-- Begin --
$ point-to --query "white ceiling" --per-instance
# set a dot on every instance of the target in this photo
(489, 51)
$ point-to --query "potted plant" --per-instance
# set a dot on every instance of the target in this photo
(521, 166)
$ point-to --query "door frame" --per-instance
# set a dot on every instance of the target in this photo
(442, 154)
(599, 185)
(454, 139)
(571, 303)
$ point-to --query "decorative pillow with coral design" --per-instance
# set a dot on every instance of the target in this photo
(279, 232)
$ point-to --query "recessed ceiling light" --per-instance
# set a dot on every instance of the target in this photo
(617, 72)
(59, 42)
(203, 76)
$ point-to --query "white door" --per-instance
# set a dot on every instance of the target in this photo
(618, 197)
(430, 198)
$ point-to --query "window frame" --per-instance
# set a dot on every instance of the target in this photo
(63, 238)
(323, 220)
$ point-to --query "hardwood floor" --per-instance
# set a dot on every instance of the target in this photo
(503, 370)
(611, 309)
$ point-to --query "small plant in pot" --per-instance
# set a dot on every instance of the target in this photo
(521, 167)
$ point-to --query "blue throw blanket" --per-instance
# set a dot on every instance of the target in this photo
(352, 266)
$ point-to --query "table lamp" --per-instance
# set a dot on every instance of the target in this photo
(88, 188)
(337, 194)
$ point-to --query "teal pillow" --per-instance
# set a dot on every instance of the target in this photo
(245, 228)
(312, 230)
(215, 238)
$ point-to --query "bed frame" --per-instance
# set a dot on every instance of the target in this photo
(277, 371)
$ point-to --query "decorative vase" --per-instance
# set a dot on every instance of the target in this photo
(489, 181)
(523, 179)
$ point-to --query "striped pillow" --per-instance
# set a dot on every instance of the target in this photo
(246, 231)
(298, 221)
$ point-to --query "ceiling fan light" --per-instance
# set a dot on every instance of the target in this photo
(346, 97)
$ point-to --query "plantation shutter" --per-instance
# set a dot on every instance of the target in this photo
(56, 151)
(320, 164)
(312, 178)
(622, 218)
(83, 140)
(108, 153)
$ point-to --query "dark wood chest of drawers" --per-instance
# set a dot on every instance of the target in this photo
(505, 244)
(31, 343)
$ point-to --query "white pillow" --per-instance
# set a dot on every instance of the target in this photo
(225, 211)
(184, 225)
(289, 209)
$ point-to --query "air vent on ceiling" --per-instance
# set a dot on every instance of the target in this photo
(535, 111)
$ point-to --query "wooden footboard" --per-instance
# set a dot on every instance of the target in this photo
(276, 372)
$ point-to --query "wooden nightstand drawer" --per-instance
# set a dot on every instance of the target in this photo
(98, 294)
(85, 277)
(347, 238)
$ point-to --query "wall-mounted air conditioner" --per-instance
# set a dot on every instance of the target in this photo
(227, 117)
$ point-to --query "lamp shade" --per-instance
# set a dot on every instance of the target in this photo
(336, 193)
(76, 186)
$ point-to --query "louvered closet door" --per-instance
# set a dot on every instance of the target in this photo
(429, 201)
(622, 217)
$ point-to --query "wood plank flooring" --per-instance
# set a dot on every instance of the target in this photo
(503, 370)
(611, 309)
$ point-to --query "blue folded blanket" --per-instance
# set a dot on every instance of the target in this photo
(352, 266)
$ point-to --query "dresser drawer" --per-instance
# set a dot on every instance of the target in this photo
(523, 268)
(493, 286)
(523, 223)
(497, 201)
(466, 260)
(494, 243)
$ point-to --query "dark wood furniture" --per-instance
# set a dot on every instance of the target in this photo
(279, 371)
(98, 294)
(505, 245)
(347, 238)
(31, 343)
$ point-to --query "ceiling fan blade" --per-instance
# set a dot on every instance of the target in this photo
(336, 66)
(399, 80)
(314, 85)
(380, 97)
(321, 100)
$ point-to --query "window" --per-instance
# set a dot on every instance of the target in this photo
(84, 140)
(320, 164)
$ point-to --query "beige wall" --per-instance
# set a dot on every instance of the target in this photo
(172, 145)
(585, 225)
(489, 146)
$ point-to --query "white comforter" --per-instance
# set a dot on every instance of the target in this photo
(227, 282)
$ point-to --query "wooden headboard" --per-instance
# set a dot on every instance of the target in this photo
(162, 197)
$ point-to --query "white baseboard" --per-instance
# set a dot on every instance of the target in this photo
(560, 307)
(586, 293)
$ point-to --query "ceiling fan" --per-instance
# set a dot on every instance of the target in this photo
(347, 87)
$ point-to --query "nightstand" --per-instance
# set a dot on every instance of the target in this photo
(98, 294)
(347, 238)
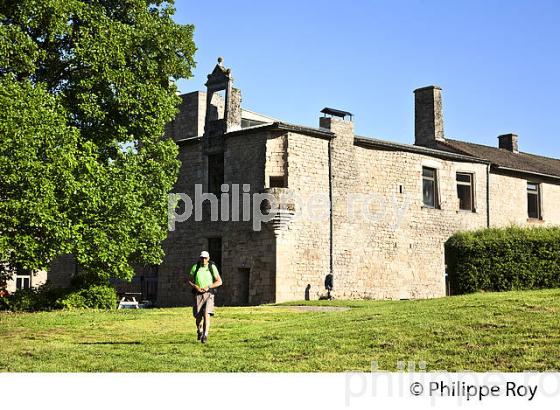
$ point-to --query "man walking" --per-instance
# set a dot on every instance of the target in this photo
(204, 278)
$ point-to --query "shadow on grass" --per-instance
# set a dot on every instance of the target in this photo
(110, 343)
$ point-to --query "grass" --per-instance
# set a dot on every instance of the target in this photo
(510, 331)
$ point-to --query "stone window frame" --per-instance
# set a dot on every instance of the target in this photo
(473, 189)
(538, 193)
(19, 281)
(211, 187)
(437, 195)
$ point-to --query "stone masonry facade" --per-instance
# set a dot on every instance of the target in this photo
(347, 206)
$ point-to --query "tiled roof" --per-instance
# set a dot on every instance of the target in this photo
(502, 158)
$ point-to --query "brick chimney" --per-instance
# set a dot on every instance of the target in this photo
(428, 116)
(509, 142)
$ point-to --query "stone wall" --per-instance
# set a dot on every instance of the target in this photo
(508, 201)
(303, 248)
(189, 121)
(243, 249)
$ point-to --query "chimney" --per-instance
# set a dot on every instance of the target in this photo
(428, 116)
(509, 142)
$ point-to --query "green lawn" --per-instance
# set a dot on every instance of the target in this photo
(512, 331)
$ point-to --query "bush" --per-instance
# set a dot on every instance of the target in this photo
(503, 259)
(29, 300)
(96, 297)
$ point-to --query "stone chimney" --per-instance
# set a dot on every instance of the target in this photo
(428, 116)
(509, 142)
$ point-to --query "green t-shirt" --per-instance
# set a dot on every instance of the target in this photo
(203, 277)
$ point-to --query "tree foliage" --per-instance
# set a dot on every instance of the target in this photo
(86, 89)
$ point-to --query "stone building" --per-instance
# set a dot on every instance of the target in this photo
(375, 214)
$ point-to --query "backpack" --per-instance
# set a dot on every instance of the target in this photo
(212, 272)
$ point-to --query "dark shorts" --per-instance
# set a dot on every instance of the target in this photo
(203, 303)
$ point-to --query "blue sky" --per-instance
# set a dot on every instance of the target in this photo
(498, 63)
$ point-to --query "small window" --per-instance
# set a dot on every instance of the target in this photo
(277, 182)
(215, 173)
(533, 200)
(429, 187)
(23, 282)
(465, 191)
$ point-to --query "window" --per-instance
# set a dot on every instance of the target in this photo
(23, 282)
(429, 187)
(215, 173)
(533, 200)
(465, 191)
(276, 182)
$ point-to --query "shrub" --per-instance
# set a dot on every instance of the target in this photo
(96, 296)
(29, 300)
(503, 259)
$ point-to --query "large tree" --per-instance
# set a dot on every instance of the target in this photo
(86, 88)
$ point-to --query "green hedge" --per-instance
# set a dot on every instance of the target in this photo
(503, 259)
(47, 297)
-- End --
__What to produce__
Copy out each record shown above without alteration, skipping any picture.

__Right answer__
$ point-to --query "white ceiling" --per-instance
# set a dot on every instance of the target in this photo
(489, 51)
$ point-to --query "potted plant" --per-instance
# set a dot on every instance of the target in this photo
(521, 166)
$ point-to --query "door frame" --per-instance
# set a dot on every instance of the target in this photo
(442, 154)
(599, 185)
(454, 139)
(571, 303)
$ point-to --query "decorative pillow with coral design" --per-instance
# set a dot on every instance of the target in this photo
(279, 232)
$ point-to --query "recessed ceiling light" --per-instance
# set a dot on every instance of the target in this photo
(617, 72)
(59, 42)
(203, 76)
$ point-to --query "white door" --per-instance
# set a dot on every instance of the target in this photo
(618, 197)
(430, 198)
$ point-to --query "window frame" --per-instance
# set a dot on every instance of the target in this photo
(63, 238)
(323, 220)
$ point-to --query "hardwood floor" --per-instance
# set a dot on every instance of the target in this photo
(503, 370)
(611, 309)
$ point-to --query "small plant in pot" --per-instance
# set a dot on every instance of the target in this photo
(521, 167)
$ point-to --query "blue throw blanket" --per-instance
# set a dot on every instance of the target in this photo
(352, 266)
$ point-to --query "table lamp" --per-instance
# set a dot on every instance of the target in this photo
(88, 188)
(337, 194)
$ point-to --query "teal pillow" --per-instance
# set a dot on every instance of the target in this photo
(245, 228)
(312, 230)
(215, 238)
$ point-to --query "bed frame" --per-instance
# set a dot on every instance of the target in this photo
(277, 371)
$ point-to --query "decorative vase" --per-instance
# set a dot on every instance of the target in this photo
(489, 181)
(523, 179)
$ point-to --query "striped pillow" --per-instance
# set a dot on every instance of the target in this photo
(246, 231)
(298, 221)
$ point-to --query "ceiling fan light" --per-instance
# set a dot on every instance of the target in this photo
(346, 97)
$ point-to --query "plantation shutter" --per-instance
# set a dot on every instance of the target in this photo
(56, 151)
(320, 164)
(312, 178)
(622, 218)
(83, 140)
(108, 153)
$ point-to --query "dark wood chest of drawers" --per-instance
# set a dot on every instance of the target in this photo
(505, 244)
(31, 343)
$ point-to --query "white pillow" --per-instance
# set a dot on every instance of the target in this photo
(225, 211)
(184, 225)
(289, 209)
$ point-to --query "air vent on ceiling" --per-instance
# set a dot on every instance of the target in this photo
(535, 111)
$ point-to --query "wooden footboard" --per-instance
# set a dot on every instance of the target in this photo
(276, 372)
$ point-to --query "wooden nightstand drawer" --per-instance
# set a dot on every instance of the target in this photo
(98, 294)
(85, 277)
(347, 238)
$ point-to --query "wall-mounted air conditioner" --per-instance
# set a dot on every instance of the target in this photo
(227, 117)
$ point-to --query "lamp shade" --per-instance
# set a dot on every instance of the target in this photo
(336, 193)
(76, 186)
$ point-to --query "louvered closet door" --per-instance
# set a dot on every instance of the target in this photo
(429, 201)
(622, 217)
$ point-to --query "wood plank flooring" --per-instance
# set a dot on every instance of the target in this photo
(503, 370)
(611, 309)
$ point-to --query "blue folded blanket" --per-instance
# set a dot on every instance of the target in this photo
(352, 266)
$ point-to --query "dresser drawer" --per-instance
# set a dot on every instance of the target in this photo
(523, 268)
(493, 286)
(523, 223)
(497, 201)
(466, 260)
(494, 243)
$ point-to --query "dark wood furniture" --per-instance
# set a dot on every instance of the target in this photo
(279, 371)
(98, 294)
(505, 245)
(347, 238)
(31, 343)
$ point-to --query "ceiling fan blade" --per-instance
# set a dot on every instance of the target in this photo
(336, 66)
(399, 80)
(314, 85)
(380, 97)
(321, 100)
$ point-to --query "window" --per-instance
# set a dot on every instance of the target in this photo
(84, 140)
(320, 164)
$ point-to --query "beige wall" --per-instance
# set a dot on every instance of the target in this photo
(172, 145)
(585, 225)
(489, 146)
$ point-to --query "white comforter" --per-instance
# set a dot on every instance of the target in this photo
(227, 282)
$ point-to --query "wooden headboard" --per-instance
# set a dot on every instance of the target in this photo
(162, 197)
$ point-to --query "white baseboard" --per-instance
# set a dot on every instance of the target in this photo
(560, 307)
(586, 293)
$ point-to --query "ceiling fan" --per-instance
# set a dot on every instance of the target in this photo
(347, 87)
$ point-to --query "nightstand" --per-instance
# set a dot on every instance of the target in this photo
(98, 294)
(347, 238)
$ point-to --query "man walking" --per-instance
# set a dot on every instance of the target in this photo
(204, 278)
$ point-to --query "shadow on grass" --per-instance
# set a dot on every instance of the target in this photo
(110, 343)
$ point-to --query "grass" --per-instance
# set a dot on every instance of the target in this photo
(510, 331)
$ point-to --query "stone window frame" --per-instance
# set a dot on every instance of the target in this photo
(473, 189)
(538, 193)
(19, 281)
(211, 187)
(437, 195)
$ point-to --query "stone masonry facade" --per-instance
# set a dot on every instance of the target in this photo
(347, 206)
$ point-to --query "tiled roof" --per-instance
# set a dot on every instance of the target in this photo
(502, 158)
$ point-to --query "brick chimney" --per-instance
# set a dot on every instance of the target in this photo
(428, 116)
(509, 142)
$ point-to --query "stone wall" --per-instance
# set a dot on every instance of the target in this photo
(508, 201)
(303, 248)
(189, 121)
(243, 249)
$ point-to --query "chimney" --per-instance
# set a dot on every instance of the target in this photo
(428, 116)
(509, 142)
$ point-to --query "green lawn" --per-instance
# set a dot on every instance of the target in this photo
(512, 331)
$ point-to --query "bush" --per-instance
# set a dot on every instance of the target in this photo
(503, 259)
(29, 300)
(96, 297)
$ point-to --query "stone chimney" --per-instance
# set a dot on every instance of the target in this photo
(428, 116)
(509, 142)
$ point-to --query "green t-shirt" --per-instance
# set a dot on every instance of the target in this photo
(203, 277)
$ point-to --query "tree foliage" --per-instance
# set a dot on every instance of the target in this photo
(86, 89)
$ point-to --query "stone building" --per-instance
# set a dot on every instance of the target in this photo
(375, 214)
$ point-to --query "backpack" --per-instance
# set a dot on every instance of the target in this photo
(212, 272)
$ point-to --query "dark shorts" --per-instance
# set a dot on every instance of the target in this photo
(203, 303)
$ point-to --query "blue sky" --per-instance
# set a dot on every instance of the target in this photo
(498, 63)
$ point-to --query "small window" --per-instance
# set a dot on every instance of the target in this photo
(277, 182)
(215, 173)
(533, 200)
(429, 187)
(23, 282)
(465, 191)
$ point-to --query "window" --per-instance
# set a dot on every instance of the target in this photo
(23, 282)
(429, 187)
(215, 173)
(533, 200)
(465, 191)
(276, 182)
$ point-to --query "shrub" --per-instance
# set a dot on every instance of the target in this photo
(96, 296)
(29, 300)
(503, 259)
$ point-to --query "large tree" --per-instance
# set a dot on every instance of the target in this photo
(86, 88)
$ point-to --query "green hedge" --per-instance
# set a dot on every instance of the target in this photo
(503, 259)
(47, 297)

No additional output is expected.